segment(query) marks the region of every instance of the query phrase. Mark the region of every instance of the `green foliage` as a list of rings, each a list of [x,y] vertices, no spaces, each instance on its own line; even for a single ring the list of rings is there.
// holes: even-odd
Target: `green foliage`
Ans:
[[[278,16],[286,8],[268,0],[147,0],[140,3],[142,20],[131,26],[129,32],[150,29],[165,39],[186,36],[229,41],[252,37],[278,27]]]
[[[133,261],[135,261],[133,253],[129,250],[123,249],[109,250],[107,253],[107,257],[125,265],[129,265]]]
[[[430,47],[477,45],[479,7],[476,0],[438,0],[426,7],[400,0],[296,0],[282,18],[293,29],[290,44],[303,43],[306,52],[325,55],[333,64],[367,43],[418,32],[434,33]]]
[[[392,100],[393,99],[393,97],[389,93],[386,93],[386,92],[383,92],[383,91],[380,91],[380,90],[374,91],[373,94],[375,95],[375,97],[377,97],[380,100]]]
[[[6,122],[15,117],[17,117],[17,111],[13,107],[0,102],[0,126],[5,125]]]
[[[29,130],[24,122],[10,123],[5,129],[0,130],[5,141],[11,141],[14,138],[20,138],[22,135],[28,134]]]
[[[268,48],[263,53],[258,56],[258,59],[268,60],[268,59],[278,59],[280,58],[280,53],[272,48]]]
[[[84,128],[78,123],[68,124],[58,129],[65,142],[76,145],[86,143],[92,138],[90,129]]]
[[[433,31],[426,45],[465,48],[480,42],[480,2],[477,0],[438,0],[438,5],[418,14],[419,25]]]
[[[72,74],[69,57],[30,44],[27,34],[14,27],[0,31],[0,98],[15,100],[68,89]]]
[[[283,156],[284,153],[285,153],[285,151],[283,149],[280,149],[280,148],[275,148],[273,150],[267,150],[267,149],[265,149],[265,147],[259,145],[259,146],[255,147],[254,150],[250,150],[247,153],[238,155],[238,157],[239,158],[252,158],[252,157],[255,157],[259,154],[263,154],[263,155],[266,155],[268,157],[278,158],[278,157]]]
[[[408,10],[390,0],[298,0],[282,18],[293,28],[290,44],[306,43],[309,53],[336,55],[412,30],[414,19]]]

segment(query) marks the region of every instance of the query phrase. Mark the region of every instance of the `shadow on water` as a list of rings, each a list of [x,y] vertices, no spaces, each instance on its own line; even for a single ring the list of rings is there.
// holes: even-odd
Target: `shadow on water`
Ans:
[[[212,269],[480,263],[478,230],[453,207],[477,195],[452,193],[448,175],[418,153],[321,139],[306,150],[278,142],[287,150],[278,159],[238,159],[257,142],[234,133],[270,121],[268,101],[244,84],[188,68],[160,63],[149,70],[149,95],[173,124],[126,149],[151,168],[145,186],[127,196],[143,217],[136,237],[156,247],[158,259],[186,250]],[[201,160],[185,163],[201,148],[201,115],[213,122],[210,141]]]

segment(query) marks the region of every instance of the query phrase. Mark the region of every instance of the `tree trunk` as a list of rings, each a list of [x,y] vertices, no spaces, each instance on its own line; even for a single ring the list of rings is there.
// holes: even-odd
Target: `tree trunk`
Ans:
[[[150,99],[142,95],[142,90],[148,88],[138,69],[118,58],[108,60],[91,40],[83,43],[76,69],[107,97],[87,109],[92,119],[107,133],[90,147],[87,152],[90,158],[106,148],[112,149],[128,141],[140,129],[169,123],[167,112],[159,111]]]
--- --- ---
WHAT THIS TASK INVOLVES: Show every line from the entries that includes the word "instance".

SOLVED EXERCISE:
segment(query) marks the region of every instance of the query phrase. Mark the region of every instance of the `green foliage` as a list of rings, each a list of [x,y] vertices, no spaces, each instance on its own line; even for a single ring the list of rings is there.
segment(query) marks the region of every instance of the query phrase. Mark the region of every instance of the `shadow on water` as a list of rings, each a list of [x,y] vertices, no spaces, each instance on its own line; even for a single ring the list of rings is there.
segment(query) marks the region of every instance of the query phrase. Mark the region of every instance of the `tree trunk` as a list of rings, each a list of [x,y] vertices, no spaces, each instance on its own line; even for a single ring the list of rings is there.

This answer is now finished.